Task instructions:
Whatever the records say, give every one of them again exactly.

--- Records ---

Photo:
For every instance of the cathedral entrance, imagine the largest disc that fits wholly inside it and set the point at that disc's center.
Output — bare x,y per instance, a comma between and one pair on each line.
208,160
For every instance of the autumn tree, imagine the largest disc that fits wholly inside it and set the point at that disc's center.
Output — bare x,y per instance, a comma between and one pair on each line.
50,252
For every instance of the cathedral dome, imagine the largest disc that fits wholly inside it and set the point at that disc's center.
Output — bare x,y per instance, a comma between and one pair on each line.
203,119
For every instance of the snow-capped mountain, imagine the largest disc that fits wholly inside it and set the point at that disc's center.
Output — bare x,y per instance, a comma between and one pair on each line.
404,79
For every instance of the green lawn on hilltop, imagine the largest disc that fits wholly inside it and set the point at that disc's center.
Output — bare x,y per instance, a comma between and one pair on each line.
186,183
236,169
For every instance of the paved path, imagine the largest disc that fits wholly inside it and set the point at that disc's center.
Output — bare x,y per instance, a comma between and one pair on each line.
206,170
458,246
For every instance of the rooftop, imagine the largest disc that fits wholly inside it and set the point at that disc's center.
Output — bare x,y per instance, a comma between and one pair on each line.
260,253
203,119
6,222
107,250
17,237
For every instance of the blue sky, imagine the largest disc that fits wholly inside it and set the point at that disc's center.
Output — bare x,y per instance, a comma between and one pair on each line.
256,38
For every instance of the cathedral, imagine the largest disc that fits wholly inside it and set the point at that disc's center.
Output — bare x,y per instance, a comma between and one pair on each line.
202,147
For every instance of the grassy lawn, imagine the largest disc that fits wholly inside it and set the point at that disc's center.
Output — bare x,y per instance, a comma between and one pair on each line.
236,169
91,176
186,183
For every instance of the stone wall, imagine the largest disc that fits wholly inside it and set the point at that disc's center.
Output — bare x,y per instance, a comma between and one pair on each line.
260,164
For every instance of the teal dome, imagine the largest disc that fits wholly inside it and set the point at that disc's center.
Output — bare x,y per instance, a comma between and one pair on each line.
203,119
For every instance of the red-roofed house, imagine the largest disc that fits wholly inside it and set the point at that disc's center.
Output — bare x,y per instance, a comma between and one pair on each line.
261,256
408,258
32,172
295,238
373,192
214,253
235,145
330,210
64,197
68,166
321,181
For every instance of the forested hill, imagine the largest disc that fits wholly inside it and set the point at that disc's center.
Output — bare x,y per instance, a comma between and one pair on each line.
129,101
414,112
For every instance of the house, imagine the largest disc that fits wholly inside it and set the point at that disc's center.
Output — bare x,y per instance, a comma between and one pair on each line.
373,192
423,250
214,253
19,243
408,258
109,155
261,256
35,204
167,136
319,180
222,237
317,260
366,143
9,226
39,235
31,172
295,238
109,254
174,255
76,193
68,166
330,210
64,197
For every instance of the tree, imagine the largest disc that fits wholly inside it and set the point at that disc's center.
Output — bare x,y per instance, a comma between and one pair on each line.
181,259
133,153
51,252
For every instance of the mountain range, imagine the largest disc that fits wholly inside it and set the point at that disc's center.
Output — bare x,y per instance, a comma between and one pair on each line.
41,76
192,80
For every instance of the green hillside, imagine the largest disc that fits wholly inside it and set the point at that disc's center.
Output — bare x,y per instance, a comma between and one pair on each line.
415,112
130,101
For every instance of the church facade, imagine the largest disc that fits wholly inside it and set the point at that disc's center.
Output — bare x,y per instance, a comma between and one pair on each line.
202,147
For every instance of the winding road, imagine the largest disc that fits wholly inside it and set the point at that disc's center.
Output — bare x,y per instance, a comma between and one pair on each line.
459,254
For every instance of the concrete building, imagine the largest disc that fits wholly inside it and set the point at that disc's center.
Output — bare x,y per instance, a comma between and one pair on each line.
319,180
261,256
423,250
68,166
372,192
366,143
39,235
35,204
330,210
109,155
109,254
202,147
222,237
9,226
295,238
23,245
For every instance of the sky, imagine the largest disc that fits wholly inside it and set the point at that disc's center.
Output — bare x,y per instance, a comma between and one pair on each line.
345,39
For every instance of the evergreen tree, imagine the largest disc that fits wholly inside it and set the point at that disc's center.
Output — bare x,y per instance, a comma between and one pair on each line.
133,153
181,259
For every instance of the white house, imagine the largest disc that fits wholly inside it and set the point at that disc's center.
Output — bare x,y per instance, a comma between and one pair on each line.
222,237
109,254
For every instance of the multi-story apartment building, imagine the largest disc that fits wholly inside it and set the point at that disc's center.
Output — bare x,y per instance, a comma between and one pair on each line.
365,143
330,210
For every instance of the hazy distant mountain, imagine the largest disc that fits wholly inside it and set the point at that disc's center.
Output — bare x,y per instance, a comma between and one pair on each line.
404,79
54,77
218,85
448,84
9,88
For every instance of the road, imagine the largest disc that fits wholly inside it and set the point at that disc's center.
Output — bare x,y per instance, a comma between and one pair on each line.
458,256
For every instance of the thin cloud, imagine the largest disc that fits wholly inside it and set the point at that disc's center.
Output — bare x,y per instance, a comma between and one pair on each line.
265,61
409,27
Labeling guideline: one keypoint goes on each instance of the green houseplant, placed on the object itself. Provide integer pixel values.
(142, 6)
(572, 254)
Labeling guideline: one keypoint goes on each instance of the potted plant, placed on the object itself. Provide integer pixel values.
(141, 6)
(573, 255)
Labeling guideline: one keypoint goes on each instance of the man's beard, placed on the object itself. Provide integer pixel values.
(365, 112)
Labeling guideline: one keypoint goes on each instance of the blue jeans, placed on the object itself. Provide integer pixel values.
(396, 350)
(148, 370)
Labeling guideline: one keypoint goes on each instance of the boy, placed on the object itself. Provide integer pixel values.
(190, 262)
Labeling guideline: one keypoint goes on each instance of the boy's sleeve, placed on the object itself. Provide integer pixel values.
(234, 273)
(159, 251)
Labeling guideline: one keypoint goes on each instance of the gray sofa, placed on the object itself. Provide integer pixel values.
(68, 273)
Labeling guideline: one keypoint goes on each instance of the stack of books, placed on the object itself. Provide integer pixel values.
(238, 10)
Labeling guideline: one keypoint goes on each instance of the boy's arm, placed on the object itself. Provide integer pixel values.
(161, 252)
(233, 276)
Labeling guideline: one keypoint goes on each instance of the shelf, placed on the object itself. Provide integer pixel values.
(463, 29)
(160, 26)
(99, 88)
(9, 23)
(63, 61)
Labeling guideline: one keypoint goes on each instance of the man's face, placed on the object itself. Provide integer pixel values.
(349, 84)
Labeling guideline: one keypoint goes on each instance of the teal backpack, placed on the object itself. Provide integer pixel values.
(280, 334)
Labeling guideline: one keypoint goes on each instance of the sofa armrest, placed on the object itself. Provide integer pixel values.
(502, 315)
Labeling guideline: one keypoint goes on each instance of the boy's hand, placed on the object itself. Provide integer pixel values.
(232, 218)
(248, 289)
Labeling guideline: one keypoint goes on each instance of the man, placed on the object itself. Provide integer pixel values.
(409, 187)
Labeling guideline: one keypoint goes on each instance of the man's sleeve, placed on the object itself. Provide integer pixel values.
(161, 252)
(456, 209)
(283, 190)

---

Your solution:
Photo:
For every instance of the cathedral entrance, imagine the largest disc that fits wholly inside it and set the point at that disc's center.
Output — bare x,y per instance, a comma between and one pair on each line.
208,160
For every instance of the autumn tree, imagine the largest disc that fits wholly inside it and set the point at that disc's center.
Output — bare x,y per instance, a comma between and one pair on each line.
50,252
For every instance of the cathedral dome, imagine the largest disc that fits wholly inside it and set the point at that disc's center.
Output — bare x,y per instance, a comma between and one pair on each line.
203,119
For every instance of the snow-capped mountain, imagine the largest disc that fits wholly inside it and set the point at that disc's center.
Output — bare x,y per instance, a comma between and one pair on each line.
404,79
For every instance of the green lawn on hilltop, imagine the largest disc that fits wholly inside it and set the point at that disc's center.
Output — bare x,y per instance, a comma between and one pair on each line.
186,183
236,169
For every instance of the paved path, imagine the largest disc that fits wholly inside it and set the point at that disc's center.
Output — bare x,y per instance, a comma between and one pair on each line.
206,170
458,246
For every instance of the rooftop, imagine the largest disc that fits wholly inside it and set the point at that disc's center.
Output — bare x,y per instance, a comma between and one pair on each line.
260,253
203,119
6,222
107,250
17,237
For every instance of the blue sky, imagine the largest disc that fits wholly inside it and set the point at that disc's center.
Output — bare x,y per instance, a comma between and one pair on each line.
256,38
For every instance of the cathedral, imagine the largest disc that fits wholly inside it and set the point at that disc's center.
Output — bare x,y per instance, a comma between and one pair on each line.
202,147
For every instance of the grassy lawn, imagine the largest disc that fits wholly inside it and set the point at that disc's center.
Output — bare x,y per instance, a comma between and one pair on each line.
236,169
91,176
186,183
For every instance of the stone wall, imagine the largest disc that fits wholly inside it and set the point at that disc's center.
Output — bare x,y per instance, a comma between and one pair on each line.
260,164
For every instance of the teal dome, imagine the largest disc that fits wholly inside it and set the point at that disc's center.
Output — bare x,y per instance, a comma between and one pair on each line.
203,119
For every instance of the red-roofed house, imagine the largest disc that fits wholly inside it and set the point at that disc's center.
Output — bare x,y per instance, a comma between and one pair on each line.
261,256
408,258
32,172
295,238
373,192
214,253
235,145
330,210
64,197
68,166
321,181
For every instance of the forested hill, imagine the largest disc that fits wholly inside it and set the point at that disc's center.
Output — bare x,y per instance, a comma between and one pair on each line.
129,101
414,112
For every instance of the house, imagine the largest disc that fits wholly inside it and set the point at that disc's center.
Output — bare x,y per instance, a comma between and one pair on each line.
373,192
423,250
214,253
19,243
408,258
109,155
261,256
35,204
167,136
319,180
222,237
317,260
366,143
9,226
39,235
31,172
295,238
109,254
174,255
76,193
68,166
330,210
64,197
For every instance of the tree, imagine the largest disc that fits wholly inside it and set the point at that disc's center.
Output — bare x,y per instance, a comma between and one pair on each line.
181,259
133,153
51,252
For every instance of the mountain range, imagine the largest disc that fits wholly inside it and set the point at that disc's center.
Output — bare x,y per instance, a comma between and one pair on each line.
41,76
192,80
For every instance of the green hillside, imagine the largest disc that fits wholly inside it and set the point at that disc's center.
Output — bare x,y per instance, a comma between and one pair on each line.
415,112
130,101
For every instance of the church facade, imagine the largest disc that fits wholly inside it and set the point at that disc's center.
Output — bare x,y per instance, a comma between and one pair on each line.
202,147
For every instance of the winding road, imagine the largest disc that fits wholly inside it and set the point at that disc's center.
Output — bare x,y per instance, a comma between and one pair on each line.
459,254
For every instance of the concrete building, imagine the largest disc that fits wholly inside it and set the point at that disc's center.
Output — bare x,y per instance, a comma between and one pair on each line.
319,180
261,256
423,250
68,166
372,192
366,143
39,235
35,204
330,210
109,155
109,254
202,147
222,237
9,226
295,238
23,245
For every instance of the sky, imagine the largest disc that fits wholly inside it and set the point at that disc's center.
Output — bare x,y per instance, a comma between and one pair on each line.
345,39
For every instance of the evergreen tree, imagine the largest disc that fits wholly inside it and set the point at that disc's center.
Output — bare x,y per instance, a comma between and one pair on each line.
133,153
181,259
For every instance of the white house, imagine the largest disc that fits wholly inside it and set the point at that disc's center.
Output — bare x,y per instance, a comma between and one pair on each line.
222,237
109,254
For every instance of the multi-story apartment building, imagine the largest disc that fits wholly inside it and set the point at that disc's center.
Output — bare x,y per instance, a comma between and one pair on each line.
365,143
330,210
For every instance of the hazy distant mountain, imagine the largest disc that fits wholly inside it and set the point at that disc's center.
Output — bare x,y per instance, a comma between and one pair on each line.
404,79
54,77
218,85
448,84
9,88
For every instance of the road, imagine the largest disc that fits wholly inside it and set the point at that disc's center.
Output — bare x,y per instance, a comma between and one pair on each line.
458,256
For every instance of the thin cloud, imagine the largest disc that fits wholly inside it and set the point at that disc's center.
Output — bare x,y per instance, a comma between and one pair on each line.
265,61
409,27
Labeling guideline: one keypoint goes on each instance of the green houseplant, placed on the object itself. Provide integer pixel values.
(142, 6)
(572, 254)
Labeling guideline: one keypoint goes on each instance of the potted plant, placed on the object itself. Provide integer pixel values.
(141, 6)
(573, 255)
Labeling guideline: one keypoint goes on each instance of the man's beard, placed on the object itself. Provide integer pixel values.
(365, 112)
Labeling guideline: one keypoint goes on each instance of the blue jeans, placed on the object itself. Provide integer pixel values.
(396, 350)
(148, 370)
Labeling guideline: one keypoint goes on each instance of the boy, placed on the object itself. Provide integer pixel values.
(190, 262)
Labeling guideline: one keypoint goes on each instance of the boy's sleeve, placed on the object itself. Provide integer pixel values.
(234, 273)
(159, 251)
Labeling guideline: one keypoint goes on each instance of the gray sofa, placed on the object itself. Provide integer pixel values.
(68, 273)
Labeling guideline: one keypoint goes on each instance of the stack of books, placed on the object itself. Provide integer pixel values.
(238, 10)
Labeling guideline: one keypoint goes on each instance of the boy's arm, placed on the object itself. Provide integer pixel values.
(161, 252)
(233, 276)
Labeling guideline: one keypoint goes on each instance of the shelf, placed on the object itself. Provide integer pixel values.
(463, 29)
(160, 26)
(99, 88)
(9, 23)
(63, 61)
Labeling guideline: one keypoint goes on each instance of the man's face, placed on the object itself. Provide integer pixel values.
(349, 84)
Labeling guideline: one keypoint goes on each instance of the teal backpack, placed on the object itself. Provide integer pixel values.
(280, 334)
Labeling guideline: one keypoint goes on each instance of the sofa armrest, placed on the object itself. Provide integer pixel values.
(502, 315)
Labeling guideline: one keypoint goes on each instance of the boy's hand, placed on the object itself. Provide integer pixel values.
(232, 218)
(248, 289)
Labeling guideline: one keypoint goes on each instance of the man, placed on the object itself. Provide integer pixel values.
(409, 187)
Labeling guideline: one keypoint goes on each instance of the man's sleeve, placed on the object itself. Provide integer pixel values.
(161, 252)
(456, 209)
(283, 190)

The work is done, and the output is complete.